# [Required task]
Print the passage on policy collaboration among council officers word for word, starting with "That is not" and going on through "noble friend’s amendment.".

# [Article]
---
That is not a matter for officers in the finance department, with all due respect to them. It should involve the relevant officers and, of course, the elected members dealing with the different groups in the community. It might be social workers looking at the needs of the disabled or children’s services, or welfare rights officers or other officers dealing with different groups in the community—the Armed Forces covenant might apply, for example, to which the Government draw attention. There needs to be collaboration on the policy side rather than on the purely administrative side, as was implicit in my noble friend’s amendment.
---
# [Extracted records]

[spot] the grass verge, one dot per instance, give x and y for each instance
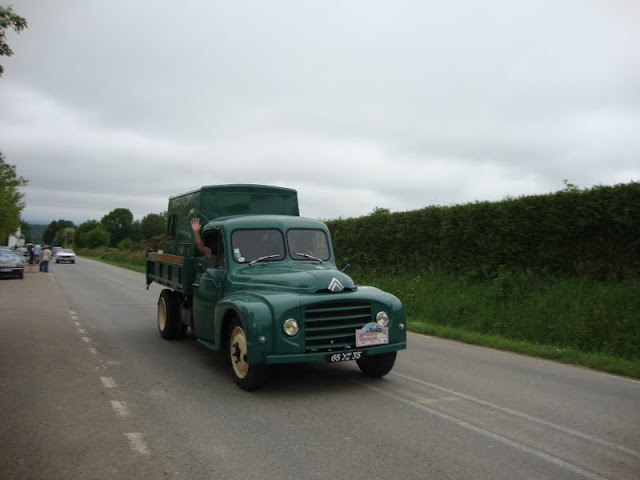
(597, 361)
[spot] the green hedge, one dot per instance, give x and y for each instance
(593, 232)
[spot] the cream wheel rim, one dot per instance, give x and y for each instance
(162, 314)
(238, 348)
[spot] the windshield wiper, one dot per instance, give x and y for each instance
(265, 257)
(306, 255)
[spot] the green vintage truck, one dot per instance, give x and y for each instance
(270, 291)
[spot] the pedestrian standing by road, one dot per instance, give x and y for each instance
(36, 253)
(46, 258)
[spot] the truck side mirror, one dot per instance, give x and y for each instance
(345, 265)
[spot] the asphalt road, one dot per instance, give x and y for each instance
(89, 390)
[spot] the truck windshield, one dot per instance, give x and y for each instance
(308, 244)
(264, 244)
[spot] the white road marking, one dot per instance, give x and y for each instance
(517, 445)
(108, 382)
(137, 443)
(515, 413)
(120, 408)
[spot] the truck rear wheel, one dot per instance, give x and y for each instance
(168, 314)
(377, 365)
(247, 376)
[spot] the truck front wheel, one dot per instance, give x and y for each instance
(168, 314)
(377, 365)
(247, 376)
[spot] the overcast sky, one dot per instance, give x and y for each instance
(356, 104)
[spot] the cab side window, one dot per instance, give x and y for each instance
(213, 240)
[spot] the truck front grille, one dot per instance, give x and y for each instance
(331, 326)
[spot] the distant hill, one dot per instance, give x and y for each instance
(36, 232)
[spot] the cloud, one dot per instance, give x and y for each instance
---
# [Task response]
That is not a matter for officers in the finance department, with all due respect to them. It should involve the relevant officers and, of course, the elected members dealing with the different groups in the community. It might be social workers looking at the needs of the disabled or children’s services, or welfare rights officers or other officers dealing with different groups in the community—the Armed Forces covenant might apply, for example, to which the Government draw attention. There needs to be collaboration on the policy side rather than on the purely administrative side, as was implicit in my noble friend’s amendment.